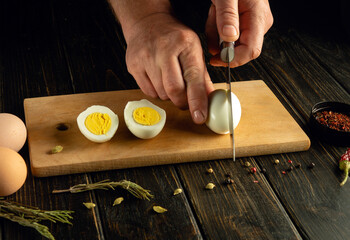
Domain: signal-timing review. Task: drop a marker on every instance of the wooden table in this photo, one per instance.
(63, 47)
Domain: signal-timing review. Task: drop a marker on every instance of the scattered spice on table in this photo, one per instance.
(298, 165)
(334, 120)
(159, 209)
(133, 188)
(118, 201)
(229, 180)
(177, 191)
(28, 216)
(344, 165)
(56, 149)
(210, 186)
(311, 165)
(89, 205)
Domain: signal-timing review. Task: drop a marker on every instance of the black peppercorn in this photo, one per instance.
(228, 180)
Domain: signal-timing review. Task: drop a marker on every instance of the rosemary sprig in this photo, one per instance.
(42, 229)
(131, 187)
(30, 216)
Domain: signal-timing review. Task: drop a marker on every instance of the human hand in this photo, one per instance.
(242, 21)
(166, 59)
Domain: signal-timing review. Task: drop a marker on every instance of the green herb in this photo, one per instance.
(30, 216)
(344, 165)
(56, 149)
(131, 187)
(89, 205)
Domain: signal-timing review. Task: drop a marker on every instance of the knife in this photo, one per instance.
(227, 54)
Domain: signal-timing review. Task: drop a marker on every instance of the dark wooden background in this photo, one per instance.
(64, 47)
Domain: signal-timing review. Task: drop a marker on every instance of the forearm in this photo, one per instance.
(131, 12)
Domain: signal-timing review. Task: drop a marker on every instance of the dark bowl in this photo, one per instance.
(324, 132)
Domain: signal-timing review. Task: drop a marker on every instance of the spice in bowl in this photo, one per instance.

-- -- --

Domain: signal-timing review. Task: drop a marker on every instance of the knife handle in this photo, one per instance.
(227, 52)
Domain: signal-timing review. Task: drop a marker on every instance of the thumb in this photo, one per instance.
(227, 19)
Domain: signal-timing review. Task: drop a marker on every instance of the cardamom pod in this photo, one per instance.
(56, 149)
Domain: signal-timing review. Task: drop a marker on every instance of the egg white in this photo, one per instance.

-- -- --

# Set exercise
Rename "drop a marker" to "place a point" in the lines running from the line with "handle in this photo, one per instance." up to and including the line with "white in this photo, one per instance.". Return only those lines, with nothing else changed.

# Final answer
Domain: signal-timing review. Task: place a point on every instance of the knife handle in this photo, one per instance.
(227, 52)
Domain: signal-timing review. Task: place a point on every instance of the thumb in this photo, one per instance.
(227, 19)
Domain: signal-timing review. Task: place a point on every instance of the cardamom pod in this photo, one per instance.
(56, 149)
Domain: signal-timing review. Task: place a point on every instance of the egg white in this photo, one per instance.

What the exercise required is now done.